Direction:
Reproduce the data below word for word, keeping every line unchanged.

Data lines:
— BEGIN —
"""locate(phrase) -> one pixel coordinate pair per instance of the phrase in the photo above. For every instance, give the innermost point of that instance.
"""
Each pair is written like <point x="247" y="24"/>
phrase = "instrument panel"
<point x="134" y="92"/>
— END —
Final result:
"""locate(phrase) -> one pixel coordinate pair per instance of the phrase in the photo above. For every instance, give the innermost point of that instance.
"""
Each pair is written like <point x="247" y="24"/>
phrase = "instrument panel"
<point x="134" y="92"/>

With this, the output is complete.